**EXERCISE**.
Please set down every line of the records below exactly, without the pictures.

[Opening DATASET RECORDS section]

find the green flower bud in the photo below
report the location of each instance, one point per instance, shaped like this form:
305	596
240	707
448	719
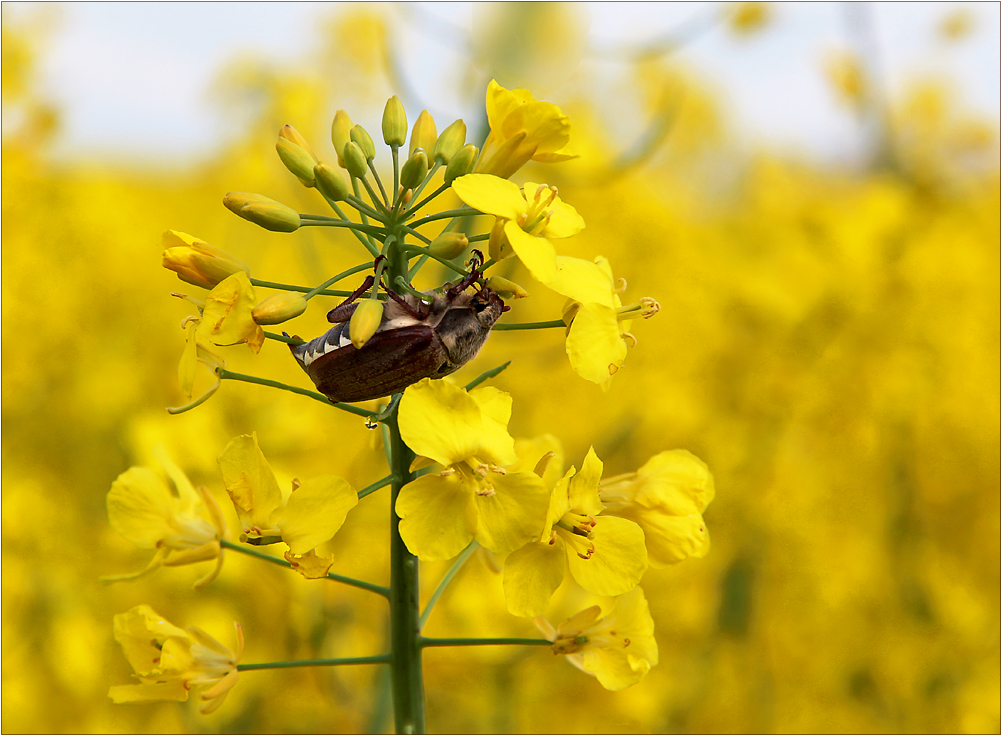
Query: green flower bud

[Closing DATASET RECORDS section]

**RESPONSE**.
find the green flower bud in the photo below
report the location of each instance, one point per instance, shaped like this form:
305	596
240	707
448	719
Query: green flower bud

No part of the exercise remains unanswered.